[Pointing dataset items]

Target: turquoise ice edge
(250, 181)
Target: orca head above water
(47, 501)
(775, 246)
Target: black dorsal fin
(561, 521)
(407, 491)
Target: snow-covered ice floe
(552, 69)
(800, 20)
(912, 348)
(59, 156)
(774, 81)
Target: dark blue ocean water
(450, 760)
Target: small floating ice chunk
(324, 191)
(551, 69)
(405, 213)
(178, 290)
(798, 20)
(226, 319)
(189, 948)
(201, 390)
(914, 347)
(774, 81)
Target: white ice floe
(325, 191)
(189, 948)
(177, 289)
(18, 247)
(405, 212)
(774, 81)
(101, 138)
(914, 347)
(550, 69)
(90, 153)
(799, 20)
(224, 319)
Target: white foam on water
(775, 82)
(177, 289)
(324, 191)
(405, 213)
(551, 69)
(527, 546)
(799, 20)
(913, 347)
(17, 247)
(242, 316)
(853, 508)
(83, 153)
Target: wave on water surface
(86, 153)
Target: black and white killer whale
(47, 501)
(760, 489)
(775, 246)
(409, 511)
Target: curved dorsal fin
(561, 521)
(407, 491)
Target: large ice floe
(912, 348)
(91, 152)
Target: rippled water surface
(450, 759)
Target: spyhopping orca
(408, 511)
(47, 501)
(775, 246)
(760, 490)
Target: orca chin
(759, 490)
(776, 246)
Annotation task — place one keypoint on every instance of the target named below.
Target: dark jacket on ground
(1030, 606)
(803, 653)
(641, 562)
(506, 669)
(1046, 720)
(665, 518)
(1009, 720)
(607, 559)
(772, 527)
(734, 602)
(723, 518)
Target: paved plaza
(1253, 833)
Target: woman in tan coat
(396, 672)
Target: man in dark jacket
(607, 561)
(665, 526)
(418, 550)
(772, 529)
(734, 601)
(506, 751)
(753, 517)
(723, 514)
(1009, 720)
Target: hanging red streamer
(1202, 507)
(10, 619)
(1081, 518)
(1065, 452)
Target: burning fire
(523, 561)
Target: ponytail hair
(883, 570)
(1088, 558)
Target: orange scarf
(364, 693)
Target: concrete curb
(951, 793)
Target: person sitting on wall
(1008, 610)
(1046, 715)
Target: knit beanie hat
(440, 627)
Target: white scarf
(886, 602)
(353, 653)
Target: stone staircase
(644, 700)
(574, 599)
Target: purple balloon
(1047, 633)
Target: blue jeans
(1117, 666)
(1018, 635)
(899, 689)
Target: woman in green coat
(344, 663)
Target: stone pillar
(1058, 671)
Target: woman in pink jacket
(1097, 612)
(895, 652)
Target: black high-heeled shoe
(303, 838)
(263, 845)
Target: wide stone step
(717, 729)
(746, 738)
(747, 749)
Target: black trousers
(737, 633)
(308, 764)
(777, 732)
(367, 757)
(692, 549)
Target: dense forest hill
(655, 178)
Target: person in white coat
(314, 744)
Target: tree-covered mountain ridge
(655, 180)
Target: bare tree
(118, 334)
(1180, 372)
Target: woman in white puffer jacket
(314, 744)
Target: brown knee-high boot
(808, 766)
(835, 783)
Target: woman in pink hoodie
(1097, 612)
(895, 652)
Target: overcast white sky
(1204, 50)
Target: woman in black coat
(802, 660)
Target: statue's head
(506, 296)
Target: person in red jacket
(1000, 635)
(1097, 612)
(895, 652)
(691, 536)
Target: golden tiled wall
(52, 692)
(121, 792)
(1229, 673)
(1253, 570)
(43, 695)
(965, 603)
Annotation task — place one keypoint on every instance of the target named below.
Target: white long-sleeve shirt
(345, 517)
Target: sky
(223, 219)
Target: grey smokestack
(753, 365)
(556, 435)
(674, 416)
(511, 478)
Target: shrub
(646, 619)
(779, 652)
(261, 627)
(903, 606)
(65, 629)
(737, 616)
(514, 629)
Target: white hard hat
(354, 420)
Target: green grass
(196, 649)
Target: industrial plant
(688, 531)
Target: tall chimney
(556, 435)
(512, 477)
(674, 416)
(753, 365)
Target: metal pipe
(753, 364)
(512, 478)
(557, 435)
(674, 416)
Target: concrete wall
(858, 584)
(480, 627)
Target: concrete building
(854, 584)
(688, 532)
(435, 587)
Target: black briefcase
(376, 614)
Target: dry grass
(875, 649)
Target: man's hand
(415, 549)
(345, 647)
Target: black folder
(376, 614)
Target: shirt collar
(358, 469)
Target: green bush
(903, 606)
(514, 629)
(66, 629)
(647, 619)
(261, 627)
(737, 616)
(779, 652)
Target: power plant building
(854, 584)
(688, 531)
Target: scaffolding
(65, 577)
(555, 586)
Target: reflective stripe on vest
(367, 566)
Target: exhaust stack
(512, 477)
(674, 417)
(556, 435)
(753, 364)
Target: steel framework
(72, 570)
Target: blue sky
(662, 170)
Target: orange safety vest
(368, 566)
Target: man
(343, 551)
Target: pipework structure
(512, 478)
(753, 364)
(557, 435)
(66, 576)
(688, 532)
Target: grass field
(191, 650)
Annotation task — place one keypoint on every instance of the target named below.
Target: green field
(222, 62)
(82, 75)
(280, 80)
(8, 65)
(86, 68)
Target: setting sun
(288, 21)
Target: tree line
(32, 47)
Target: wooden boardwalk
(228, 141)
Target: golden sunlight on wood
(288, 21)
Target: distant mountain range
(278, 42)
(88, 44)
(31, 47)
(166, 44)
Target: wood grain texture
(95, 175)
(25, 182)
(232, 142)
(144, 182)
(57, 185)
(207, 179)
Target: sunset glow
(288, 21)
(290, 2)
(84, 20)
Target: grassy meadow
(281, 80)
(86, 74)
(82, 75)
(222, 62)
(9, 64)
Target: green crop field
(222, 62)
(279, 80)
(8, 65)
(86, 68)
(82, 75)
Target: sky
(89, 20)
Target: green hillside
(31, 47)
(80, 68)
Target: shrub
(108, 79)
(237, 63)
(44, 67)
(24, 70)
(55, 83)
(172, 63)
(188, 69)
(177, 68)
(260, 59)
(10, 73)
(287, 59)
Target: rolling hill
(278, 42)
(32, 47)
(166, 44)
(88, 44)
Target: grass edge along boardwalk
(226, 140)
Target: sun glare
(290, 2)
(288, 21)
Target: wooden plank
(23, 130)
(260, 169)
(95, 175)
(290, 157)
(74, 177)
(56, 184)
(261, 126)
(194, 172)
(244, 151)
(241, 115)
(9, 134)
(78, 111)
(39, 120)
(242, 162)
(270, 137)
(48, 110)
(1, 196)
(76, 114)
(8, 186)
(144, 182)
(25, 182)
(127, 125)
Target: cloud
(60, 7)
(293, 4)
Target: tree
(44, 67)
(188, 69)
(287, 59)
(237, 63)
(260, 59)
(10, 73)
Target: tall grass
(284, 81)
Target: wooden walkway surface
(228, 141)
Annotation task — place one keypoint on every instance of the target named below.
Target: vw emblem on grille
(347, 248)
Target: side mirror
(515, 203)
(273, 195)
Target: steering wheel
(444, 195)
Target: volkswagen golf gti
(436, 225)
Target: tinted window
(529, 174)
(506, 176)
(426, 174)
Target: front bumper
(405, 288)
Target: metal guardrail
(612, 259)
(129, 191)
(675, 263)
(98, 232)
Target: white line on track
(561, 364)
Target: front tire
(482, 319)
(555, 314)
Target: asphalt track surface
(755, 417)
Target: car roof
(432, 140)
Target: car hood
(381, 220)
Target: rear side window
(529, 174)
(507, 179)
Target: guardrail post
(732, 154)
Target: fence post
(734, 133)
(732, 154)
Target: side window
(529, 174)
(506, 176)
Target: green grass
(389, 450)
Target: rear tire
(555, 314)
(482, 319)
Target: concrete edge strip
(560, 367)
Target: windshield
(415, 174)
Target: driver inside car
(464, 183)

**GIVEN INSTRUCTION:** Update the items above so that each "ice floe" becomes "ice sheet", and leave every other line unchanged.

**TASK RESULT:**
Target: turquoise ice edge
(250, 181)
Target: orca head above water
(47, 501)
(775, 246)
Target: black dorsal fin
(561, 521)
(407, 491)
Target: snow-covered ice sheet
(552, 69)
(800, 20)
(912, 348)
(59, 156)
(774, 81)
Target: dark blue ocean water
(450, 760)
Target: small floating ice chunk
(324, 191)
(551, 69)
(405, 213)
(178, 290)
(798, 20)
(226, 319)
(189, 948)
(201, 390)
(914, 347)
(774, 81)
Target: white ice sheet
(325, 191)
(189, 948)
(177, 289)
(18, 247)
(405, 212)
(774, 81)
(101, 138)
(914, 347)
(550, 69)
(90, 153)
(799, 20)
(224, 319)
Target: white foam on water
(775, 82)
(177, 289)
(324, 191)
(405, 213)
(551, 69)
(527, 546)
(799, 20)
(913, 347)
(17, 247)
(242, 316)
(853, 508)
(83, 153)
Target: wave on water surface
(86, 153)
Target: black and white killer whale
(47, 501)
(760, 489)
(775, 246)
(409, 511)
Target: curved dorsal fin
(561, 521)
(407, 491)
Target: large ice sheet
(912, 348)
(91, 152)
Target: rippled water surface
(450, 759)
Target: spyhopping orca
(408, 511)
(47, 501)
(775, 246)
(760, 490)
Target: orca chin
(759, 490)
(776, 246)
Annotation task — place one keypoint on every instance of the target named below.
Target: dark jacket on ground
(1030, 606)
(803, 653)
(641, 562)
(506, 669)
(1046, 720)
(665, 518)
(1009, 720)
(607, 559)
(772, 527)
(734, 602)
(723, 518)
Target: paved plaza
(1253, 833)
Target: woman in tan coat
(396, 672)
Target: man in dark jacket
(607, 561)
(665, 526)
(418, 550)
(772, 529)
(734, 601)
(506, 751)
(753, 517)
(723, 514)
(1009, 720)
Target: hanging red streamer
(1202, 507)
(10, 619)
(1081, 518)
(1065, 452)
Target: burning fire
(523, 561)
Target: ponytail hair
(883, 570)
(1088, 558)
Target: orange scarf
(364, 693)
Target: concrete curb
(951, 793)
Target: person sitting on wall
(1008, 610)
(1046, 715)
Target: knit beanie hat
(440, 627)
Target: white scarf
(886, 602)
(353, 653)
Target: stone staircase
(644, 700)
(574, 599)
Target: purple balloon
(1047, 633)
Target: blue jeans
(1117, 666)
(1018, 635)
(899, 689)
Target: woman in green coat
(344, 663)
Target: stone pillar
(1058, 671)
Target: woman in pink jacket
(1097, 612)
(895, 652)
Target: black high-heeled shoe
(303, 838)
(263, 845)
Target: wide stone step
(717, 729)
(746, 738)
(747, 749)
Target: black trousers
(737, 633)
(308, 764)
(777, 732)
(367, 757)
(692, 549)
Target: dense forest hill
(655, 178)
Target: person in white coat
(314, 744)
Target: tree-covered mountain ridge
(655, 180)
Target: bare tree
(118, 334)
(1180, 372)
Target: woman in white puffer jacket
(314, 744)
Target: brown knee-high boot
(808, 766)
(835, 783)
Target: woman in pink hoodie
(1097, 612)
(895, 652)
Target: overcast white sky
(1204, 50)
Target: woman in black coat
(802, 660)
Target: statue's head
(506, 296)
Target: person in red jacket
(1000, 635)
(1097, 612)
(895, 652)
(691, 536)
Target: golden tiled wall
(52, 692)
(121, 792)
(1229, 673)
(1253, 570)
(43, 695)
(965, 603)
Annotation task — place one keypoint on every instance of the target named below.
Target: white long-sleeve shirt
(345, 517)
Target: sky
(223, 219)
Target: grey smokestack
(753, 365)
(556, 435)
(674, 416)
(511, 478)
Target: shrub
(646, 619)
(779, 652)
(261, 627)
(903, 606)
(65, 629)
(737, 616)
(514, 629)
Target: white hard hat
(354, 420)
Target: green grass
(196, 649)
Target: industrial plant
(688, 531)
Target: tall chimney
(556, 435)
(512, 477)
(674, 416)
(753, 365)
Target: metal pipe
(753, 364)
(512, 478)
(557, 435)
(674, 416)
Target: concrete wall
(858, 584)
(480, 627)
Target: concrete building
(854, 584)
(688, 532)
(435, 587)
Target: black briefcase
(376, 614)
Target: dry grass
(875, 649)
Target: man's hand
(415, 549)
(345, 647)
Target: black folder
(376, 614)
Target: shirt collar
(358, 469)
Target: green bush
(903, 606)
(514, 629)
(66, 629)
(647, 619)
(261, 627)
(737, 616)
(779, 652)
Target: power plant building
(854, 584)
(688, 531)
Target: scaffolding
(65, 577)
(555, 586)
Target: reflective stripe on vest
(367, 566)
Target: exhaust stack
(512, 477)
(674, 417)
(556, 435)
(753, 364)
Target: steel framework
(72, 570)
Target: blue sky
(662, 170)
Target: orange safety vest
(368, 566)
Target: man
(343, 551)
Target: pipework structure
(512, 478)
(753, 364)
(557, 435)
(66, 576)
(688, 532)
Target: grass field
(191, 650)
Annotation task — place one keypoint on every instance of the target named below.
Target: green field
(222, 62)
(82, 75)
(280, 80)
(8, 65)
(86, 68)
Target: setting sun
(288, 21)
Target: tree line
(32, 47)
Target: wooden boardwalk
(228, 141)
Target: golden sunlight on wood
(288, 21)
Target: distant mountain range
(278, 42)
(88, 44)
(31, 47)
(166, 44)
Target: wood grain texture
(95, 175)
(25, 182)
(232, 142)
(144, 182)
(57, 185)
(207, 179)
Target: sunset glow
(288, 21)
(290, 2)
(84, 20)
Target: grassy meadow
(281, 80)
(86, 74)
(82, 75)
(222, 62)
(9, 64)
Target: green crop field
(222, 62)
(279, 80)
(8, 65)
(86, 68)
(82, 75)
Target: sky
(89, 20)
Target: green hillside
(31, 47)
(80, 68)
Target: shrub
(108, 79)
(237, 63)
(44, 67)
(24, 70)
(55, 83)
(172, 63)
(188, 69)
(177, 68)
(260, 59)
(10, 73)
(287, 59)
Target: rolling hill
(278, 42)
(32, 47)
(166, 44)
(88, 44)
Target: grass edge along boardwalk
(226, 140)
Target: sun glare
(290, 2)
(288, 21)
Target: wooden plank
(23, 130)
(260, 169)
(95, 175)
(290, 157)
(74, 177)
(56, 184)
(261, 126)
(194, 172)
(244, 151)
(241, 115)
(9, 134)
(78, 111)
(39, 120)
(242, 162)
(270, 137)
(48, 110)
(1, 196)
(76, 114)
(8, 186)
(144, 182)
(25, 182)
(127, 125)
Target: cloud
(60, 7)
(293, 4)
Target: tree
(44, 67)
(188, 69)
(287, 59)
(237, 63)
(260, 59)
(10, 73)
Target: tall grass
(284, 81)
Target: wooden walkway surface
(228, 141)
Annotation task — place one keypoint on every instance of the target named below.
Target: vw emblem on grille
(347, 248)
Target: side mirror
(515, 203)
(273, 195)
Target: steering wheel
(444, 195)
Target: volkswagen golf gti
(436, 225)
Target: tinted window
(529, 174)
(506, 176)
(426, 174)
Target: front bumper
(405, 288)
Target: metal guardrail
(612, 259)
(129, 191)
(675, 263)
(98, 232)
Target: white line on track
(561, 364)
Target: front tire
(482, 319)
(555, 314)
Target: asphalt track surface
(755, 417)
Target: car roof
(432, 140)
Target: car hood
(381, 220)
Target: rear side window
(529, 174)
(507, 179)
Target: guardrail post
(732, 154)
Target: fence post
(734, 133)
(732, 154)
Target: side window
(529, 174)
(506, 176)
Target: green grass
(389, 450)
Target: rear tire
(555, 314)
(482, 319)
Target: concrete edge strip
(560, 367)
Target: windshield
(415, 174)
Target: driver inside car
(464, 183)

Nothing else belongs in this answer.